Continue the guide on grilling beef and pork from where it stops.

Quoted passage:
<<<<

Grilling Beef & Pork

The appropriate heat level and cooking time are crucial for grilling meat that is tender and juicy. Follow specific guidelines for each type:

  • Use direct heat for sausages, chops, steaks and hamburgers.

  • Use indirect heat for roasts and larger cuts of meat.

  • Cover the grill when cooking less tender cuts of meat.

  • Slash the edges of steaks and chops on the diagonal, about ¼ inch into the center to prevent the edges from curling.

  • Steaks like filet mignon, rib-eye, top sirloin and New York strip are naturally tender and need nothing more than a seasoning rub or a bit of salt and pepper.

  • Larger steaks like flank, skirt steak and London broil are best when soaked in a flavorful marinade before grilling.

  • Cuts like brisket, shank and chuck demand long, slow cooking.

  • Some experts say the best steak for grilling is rib eye because of its marbling and ability to hold up to strong flavors in spice rubs and marinades.

  • Lean, tender pork chops can be marinated or rubbed and then cooked over the coals.

  • Pork spare ribs and baby back ribs can be pre-baked and then grilled to achieve an irresistible smoky flavor.

  • Pork tenderloin grills quickly, is low in fat, and can be sliced easily for a beautiful presentation.

>>>>

[Point-per-instance localization data]

<<<<

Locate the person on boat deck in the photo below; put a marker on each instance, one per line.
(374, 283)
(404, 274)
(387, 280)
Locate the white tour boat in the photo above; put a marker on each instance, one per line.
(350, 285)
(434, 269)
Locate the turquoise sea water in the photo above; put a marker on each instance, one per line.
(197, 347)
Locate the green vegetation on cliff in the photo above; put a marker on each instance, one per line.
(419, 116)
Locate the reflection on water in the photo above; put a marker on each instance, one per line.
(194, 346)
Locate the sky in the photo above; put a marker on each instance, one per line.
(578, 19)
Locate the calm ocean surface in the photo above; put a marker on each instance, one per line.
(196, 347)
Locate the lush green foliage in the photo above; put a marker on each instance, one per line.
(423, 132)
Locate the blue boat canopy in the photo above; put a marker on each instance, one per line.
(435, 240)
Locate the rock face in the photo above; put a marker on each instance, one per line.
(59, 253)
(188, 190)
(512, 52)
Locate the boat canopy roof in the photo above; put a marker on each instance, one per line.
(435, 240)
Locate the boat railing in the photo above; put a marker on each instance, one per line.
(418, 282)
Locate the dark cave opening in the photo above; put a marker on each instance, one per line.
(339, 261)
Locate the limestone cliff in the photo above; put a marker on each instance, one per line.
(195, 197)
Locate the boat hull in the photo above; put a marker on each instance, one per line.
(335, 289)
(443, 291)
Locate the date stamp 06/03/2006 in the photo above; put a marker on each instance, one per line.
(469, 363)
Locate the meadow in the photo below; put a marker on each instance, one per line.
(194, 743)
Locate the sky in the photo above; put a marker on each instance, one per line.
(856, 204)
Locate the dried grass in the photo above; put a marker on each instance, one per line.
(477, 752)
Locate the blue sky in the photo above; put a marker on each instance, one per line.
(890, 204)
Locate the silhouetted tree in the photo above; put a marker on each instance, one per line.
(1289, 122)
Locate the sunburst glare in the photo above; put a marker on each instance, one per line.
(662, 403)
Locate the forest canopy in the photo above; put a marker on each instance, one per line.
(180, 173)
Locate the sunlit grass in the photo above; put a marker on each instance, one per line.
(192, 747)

>>>>

Answer section:
  • Treat larger cuts of pork like pork shoulder the way you would larger cuts of beef.

  • Start sausage off on high heat to get a really nice char on the outside, then move sausage to a cooler part of the grill to finish cooking through.

Always cook all types of meat thoroughly to kill any harmful bacteria. This does not mean you have to cook the meat until it is dry and tough. The best way to ensure juicy, flavorful, perfectly cooked meat is to use an instant read thermometer. Insert the thermometer into the middle of the thickest part of the meat. Wait a couple of minutes before reading and follow these simple temperature guidelines:

  • Whole cuts like steak, chops, roasts and tenderloin should be cooked to a minimum of 145°F with a three minute rest time.

  • Ground meats (beef, lamb or pork) should be cooked to 160°F.